→ QUESTIONS ON THE MATERIAL
1. In the mesh construction passage, by what factor is the heat capacity multiplied at the corners?
2. For each statement, answer yes or no according to the mesh construction passage, and quote the words from it that decide the answer.
(a) The wall used in the calculations measures 1 m × 1 m × 0.02 m.
(b) The computations used grids that were not uniform.
(c) The temperature is calculated at the centers of the cells.

3.2. Mesh Construction

We considered a dimension of wall 1 m × 1 m × 0.02 m in the calculations of Section 4. The y-direction is orthogonal to the surface of Figure 2A,B, and we use the approximation where no physical quantities change in that y-direction; as a result, this dimension from the mathematical point of view is irrelevant. In mathematical terms, this means that we only need to handle a two-dimensional problem (the cross-section) and can use $\mathrm{\Delta }{y}_i=0.02$ m. So, we have constructed three versions of meshes of size 1 m², which means $\left(x,z\right)\in \left[0, \hspace{0.17em}1\right]\times \left[0,\hspace{0.17em} 1\right]$. The cells have a square or rectangular shape as shown in Figure 3.

We apply an equidistant grid to discretize the space variables in all cases. The computations were performed for three different uniform grids, namely, coarse = 40 × 40 = 1600, medium = 80 × 80 = 6400, and fine = 120 × 120 = 14,400. We have to note that the temperature is calculated at the nodes to be comparable to the ANSYS program, which is based on the finite element method, thus, we have a grid with these three grids.

The heat capacity of the cells around the nodes that are not at the boundary may be expressed in the case of a homogeneous material as $C_i=c_i{\rho }_i\mathrm{\Delta }{x}_i\mathrm{\Delta }{z}_i\mathrm{\Delta }{y}_i$. If the material properties are different, we can write it as follows $C_i=c_i{\rho }_i\frac{\mathrm{\Delta }x\mathrm{\Delta }z\mathrm{\Delta }y}{2}+c_{i+1}{\rho }_{i+1}\frac{\mathrm{\Delta }x\mathrm{\Delta }z\mathrm{\Delta }y}{2}$. It is calculated at the upper, lower, left, and right borders by multiplying the heat capacity by a factor of ¹/₂ and at the corners by multiplying it by a factor of ¹/₄.

→ LISTED ENTRIES
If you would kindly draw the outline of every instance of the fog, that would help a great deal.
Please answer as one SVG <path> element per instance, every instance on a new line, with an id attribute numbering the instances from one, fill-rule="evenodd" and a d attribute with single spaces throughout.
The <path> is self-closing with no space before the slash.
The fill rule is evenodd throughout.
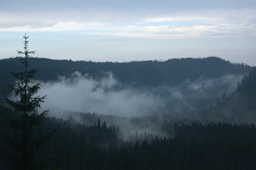
<path id="1" fill-rule="evenodd" d="M 55 116 L 63 111 L 96 112 L 117 116 L 141 116 L 161 107 L 162 99 L 147 91 L 122 87 L 111 73 L 100 79 L 74 72 L 56 81 L 43 82 L 38 94 L 47 94 L 43 109 L 50 108 Z"/>
<path id="2" fill-rule="evenodd" d="M 76 72 L 70 76 L 42 82 L 38 94 L 47 95 L 42 110 L 50 108 L 51 116 L 60 118 L 70 112 L 127 118 L 162 113 L 175 115 L 206 107 L 224 92 L 231 94 L 242 78 L 243 75 L 233 74 L 215 79 L 201 76 L 194 81 L 186 79 L 174 86 L 135 88 L 122 84 L 111 72 L 95 79 Z"/>

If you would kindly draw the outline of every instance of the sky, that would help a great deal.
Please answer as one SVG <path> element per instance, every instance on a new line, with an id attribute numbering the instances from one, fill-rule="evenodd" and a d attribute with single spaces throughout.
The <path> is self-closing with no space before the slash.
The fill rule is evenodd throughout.
<path id="1" fill-rule="evenodd" d="M 0 0 L 0 58 L 129 62 L 216 56 L 256 66 L 255 0 Z"/>

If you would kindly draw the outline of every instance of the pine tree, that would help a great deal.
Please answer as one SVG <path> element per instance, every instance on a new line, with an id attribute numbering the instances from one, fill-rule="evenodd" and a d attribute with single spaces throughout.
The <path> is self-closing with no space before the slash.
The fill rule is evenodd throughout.
<path id="1" fill-rule="evenodd" d="M 10 123 L 16 135 L 13 136 L 1 133 L 8 140 L 10 147 L 10 149 L 6 151 L 6 155 L 11 169 L 43 169 L 44 164 L 43 162 L 38 163 L 35 160 L 35 154 L 55 130 L 52 130 L 46 135 L 35 138 L 35 136 L 40 135 L 38 134 L 35 135 L 35 128 L 44 120 L 49 110 L 40 113 L 38 110 L 40 107 L 40 103 L 44 102 L 46 96 L 35 96 L 40 89 L 40 83 L 35 84 L 31 81 L 38 69 L 28 70 L 28 59 L 30 57 L 30 55 L 35 52 L 35 51 L 28 51 L 28 38 L 29 36 L 25 34 L 24 51 L 18 51 L 18 55 L 24 55 L 24 57 L 20 60 L 24 70 L 11 73 L 17 83 L 15 86 L 8 84 L 16 99 L 5 98 L 7 105 L 18 114 L 18 118 L 16 120 L 9 118 L 6 114 L 4 114 L 4 118 Z"/>

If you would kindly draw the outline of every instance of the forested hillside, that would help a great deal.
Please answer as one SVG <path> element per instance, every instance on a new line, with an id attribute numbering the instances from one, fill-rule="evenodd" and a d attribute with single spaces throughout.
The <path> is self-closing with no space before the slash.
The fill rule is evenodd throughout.
<path id="1" fill-rule="evenodd" d="M 6 82 L 13 81 L 8 73 L 21 69 L 18 60 L 18 57 L 0 60 L 0 92 L 6 93 Z M 252 69 L 244 64 L 232 64 L 214 57 L 122 63 L 29 58 L 28 62 L 29 67 L 40 69 L 35 79 L 43 81 L 56 80 L 60 76 L 71 75 L 74 72 L 96 78 L 112 72 L 121 82 L 135 86 L 174 86 L 186 79 L 194 81 L 202 76 L 217 78 L 226 74 L 245 74 Z"/>
<path id="2" fill-rule="evenodd" d="M 36 79 L 45 81 L 57 80 L 59 76 L 72 76 L 76 71 L 89 74 L 96 80 L 104 76 L 104 72 L 111 72 L 123 84 L 129 84 L 138 89 L 142 86 L 150 86 L 150 89 L 155 91 L 154 93 L 159 93 L 162 90 L 162 87 L 159 86 L 169 87 L 162 91 L 166 96 L 164 100 L 157 98 L 157 95 L 145 95 L 144 92 L 140 94 L 138 90 L 112 89 L 109 84 L 106 88 L 102 87 L 104 90 L 101 89 L 100 91 L 106 94 L 107 96 L 114 94 L 116 98 L 113 98 L 116 100 L 116 96 L 119 96 L 117 95 L 118 93 L 124 96 L 124 98 L 134 95 L 140 96 L 139 100 L 146 100 L 150 97 L 155 99 L 149 105 L 137 106 L 137 110 L 128 108 L 133 108 L 139 100 L 135 100 L 135 102 L 133 101 L 130 105 L 125 105 L 126 103 L 123 103 L 127 101 L 123 100 L 123 98 L 118 98 L 118 102 L 106 103 L 113 104 L 116 109 L 120 107 L 121 109 L 116 113 L 125 109 L 128 110 L 126 113 L 138 111 L 130 116 L 119 116 L 113 114 L 113 112 L 109 114 L 75 112 L 72 109 L 75 108 L 74 105 L 77 107 L 76 103 L 79 101 L 76 98 L 74 102 L 69 102 L 68 106 L 62 105 L 63 108 L 67 106 L 71 110 L 60 109 L 57 115 L 55 115 L 56 113 L 54 110 L 51 110 L 50 117 L 35 129 L 38 136 L 57 129 L 53 137 L 45 143 L 35 157 L 35 160 L 45 161 L 47 167 L 45 169 L 250 170 L 256 168 L 255 68 L 231 64 L 216 57 L 129 63 L 95 63 L 38 58 L 30 60 L 30 66 L 40 69 Z M 1 82 L 12 82 L 13 80 L 10 79 L 7 72 L 17 72 L 21 69 L 18 58 L 0 60 L 0 64 Z M 218 84 L 218 81 L 223 81 L 219 77 L 242 74 L 245 74 L 244 78 L 238 84 L 233 82 L 237 86 L 233 92 L 223 94 L 218 100 L 215 98 L 214 102 L 206 102 L 207 98 L 211 98 L 208 95 L 219 93 L 217 89 L 210 88 L 213 86 L 212 84 Z M 225 77 L 224 80 L 228 79 L 232 83 L 235 81 L 232 79 L 233 77 Z M 96 81 L 89 79 L 91 81 L 88 81 L 87 78 L 78 76 L 69 81 L 77 81 L 77 79 L 84 79 L 87 81 L 84 81 L 86 83 Z M 91 84 L 97 84 L 93 82 Z M 204 83 L 208 84 L 208 89 L 204 87 Z M 104 84 L 105 81 L 103 82 Z M 184 87 L 187 84 L 189 88 Z M 57 88 L 63 88 L 62 84 L 56 84 L 58 85 Z M 75 84 L 70 84 L 68 86 L 73 86 Z M 177 84 L 179 88 L 175 87 Z M 220 84 L 218 89 L 223 89 L 225 84 Z M 1 96 L 4 95 L 4 91 L 7 93 L 4 88 L 5 85 L 5 83 L 1 83 Z M 86 84 L 82 85 L 86 86 Z M 172 86 L 174 86 L 174 88 L 170 90 Z M 190 89 L 192 87 L 194 89 Z M 62 88 L 60 92 L 68 94 L 68 89 Z M 183 95 L 183 98 L 171 96 L 180 95 L 182 89 L 184 90 L 184 94 L 187 94 Z M 204 93 L 209 89 L 211 93 Z M 57 90 L 54 89 L 54 91 Z M 92 103 L 90 103 L 91 107 L 93 103 L 97 102 L 94 99 L 94 95 L 101 94 L 91 93 L 91 91 L 83 94 L 83 90 L 84 89 L 78 89 L 78 93 L 75 95 L 81 94 L 83 97 L 89 95 L 92 98 Z M 96 88 L 93 88 L 92 91 L 96 90 Z M 46 94 L 49 95 L 54 91 L 44 93 L 48 92 Z M 172 93 L 166 93 L 168 91 Z M 205 96 L 203 96 L 203 94 Z M 105 96 L 99 95 L 100 98 L 102 96 Z M 69 94 L 68 97 L 72 98 Z M 85 100 L 85 98 L 81 98 Z M 111 98 L 106 98 L 112 100 Z M 52 100 L 52 104 L 57 106 L 57 101 L 60 100 L 63 98 L 57 96 Z M 156 101 L 166 103 L 161 107 L 152 106 L 154 107 L 150 108 L 151 105 L 157 105 Z M 200 102 L 196 107 L 191 105 L 198 101 Z M 82 103 L 86 105 L 87 102 L 85 101 Z M 210 106 L 208 103 L 211 103 Z M 107 104 L 104 106 L 103 109 L 109 109 Z M 154 113 L 145 112 L 144 113 L 146 114 L 140 114 L 143 108 L 142 106 L 150 109 L 155 108 Z M 189 107 L 194 109 L 190 110 Z M 1 132 L 15 135 L 15 130 L 13 132 L 11 126 L 9 125 L 12 122 L 6 119 L 4 115 L 15 121 L 19 113 L 2 105 L 0 105 L 0 113 L 4 113 L 0 114 Z M 4 159 L 6 157 L 4 151 L 9 148 L 8 137 L 6 140 L 6 137 L 0 135 L 0 156 L 3 158 L 0 159 L 0 167 L 3 170 L 7 170 L 7 166 L 10 164 Z"/>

→ LIST OF ANSWERS
1. It is multiplied by a factor of ¹/₄.

2.
(a) Yes: "We considered a dimension of wall 1 m × 1 m × 0.02 m"
(b) No: "The computations were performed for three different uniform grids"
(c) No: "the temperature is calculated at the nodes"